Short exercise:
Rewrite the data below as a Markdown table with the columns Row and Line, giving each nonblank line its own numbered row and leaving out blank lines.

Data to use:
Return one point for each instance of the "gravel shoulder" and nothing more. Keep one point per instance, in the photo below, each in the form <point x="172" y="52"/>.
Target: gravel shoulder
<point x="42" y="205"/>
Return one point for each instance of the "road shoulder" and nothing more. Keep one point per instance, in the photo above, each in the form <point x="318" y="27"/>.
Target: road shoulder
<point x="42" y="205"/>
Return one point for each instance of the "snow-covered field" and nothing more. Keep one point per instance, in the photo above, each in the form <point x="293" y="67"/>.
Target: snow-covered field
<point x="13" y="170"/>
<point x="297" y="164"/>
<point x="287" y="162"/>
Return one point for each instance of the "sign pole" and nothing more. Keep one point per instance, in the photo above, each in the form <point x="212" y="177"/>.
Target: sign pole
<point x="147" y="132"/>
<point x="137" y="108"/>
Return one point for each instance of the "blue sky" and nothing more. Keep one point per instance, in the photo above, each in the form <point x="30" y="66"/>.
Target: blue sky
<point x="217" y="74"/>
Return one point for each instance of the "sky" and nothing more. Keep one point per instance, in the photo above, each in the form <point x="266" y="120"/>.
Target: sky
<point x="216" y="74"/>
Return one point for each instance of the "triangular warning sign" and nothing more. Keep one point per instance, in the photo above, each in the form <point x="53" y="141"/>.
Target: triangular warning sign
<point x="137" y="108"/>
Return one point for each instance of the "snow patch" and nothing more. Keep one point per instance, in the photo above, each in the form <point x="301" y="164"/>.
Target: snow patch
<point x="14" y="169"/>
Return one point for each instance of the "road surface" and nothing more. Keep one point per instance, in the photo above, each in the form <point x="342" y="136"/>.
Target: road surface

Solution for this problem:
| Row | Line |
|---|---|
| 1 | Return one point for each instance of the "gravel shoulder" and nothing more. Keep one point per instance, in the photo below, each in the form <point x="172" y="52"/>. |
| 2 | Target: gravel shoulder |
| 3 | <point x="42" y="205"/> |
| 4 | Return one point for each instance of the "road shoulder" and nothing more. Keep one point per instance, in the photo above, each in the form <point x="318" y="27"/>. |
| 5 | Target: road shoulder |
| 6 | <point x="42" y="205"/> |
| 7 | Return one point for each instance of the "snow-covered field" and nothing more. Keep one point per instance, in the photo above, each in the form <point x="293" y="67"/>. |
| 8 | Target: snow-covered field |
| 9 | <point x="13" y="170"/> |
| 10 | <point x="297" y="164"/> |
| 11 | <point x="287" y="162"/> |
| 12 | Return one point for each instance of the "sign pole" and nothing more. Keep one point per instance, in the photo above, each in the form <point x="212" y="177"/>. |
| 13 | Target: sign pole |
| 14 | <point x="147" y="132"/> |
| 15 | <point x="137" y="108"/> |
| 16 | Return one point for each instance of the "blue sky" and nothing more. Keep one point per instance, in the photo above, each in the form <point x="30" y="66"/>. |
| 17 | Target: blue sky |
| 18 | <point x="217" y="74"/> |
| 19 | Return one point for each instance of the "sky" and nothing more. Keep one point per instance, in the photo above, each in the form <point x="266" y="120"/>. |
| 20 | Target: sky |
| 21 | <point x="216" y="74"/> |
| 22 | Return one point for each instance of the "triangular warning sign" and nothing more. Keep one point per instance, in the photo above, each in the form <point x="53" y="141"/>. |
| 23 | Target: triangular warning sign |
| 24 | <point x="137" y="108"/> |
| 25 | Return one point for each instance of the "snow patch" and nothing more. Keep one point per instance, in the photo above, each in the form <point x="301" y="164"/>. |
| 26 | Target: snow patch |
| 27 | <point x="14" y="169"/> |
| 28 | Return one point for each instance of the "road surface" and nothing more. Keep one point per instance, in the photo above, each in the form <point x="342" y="136"/>. |
| 29 | Target: road surface |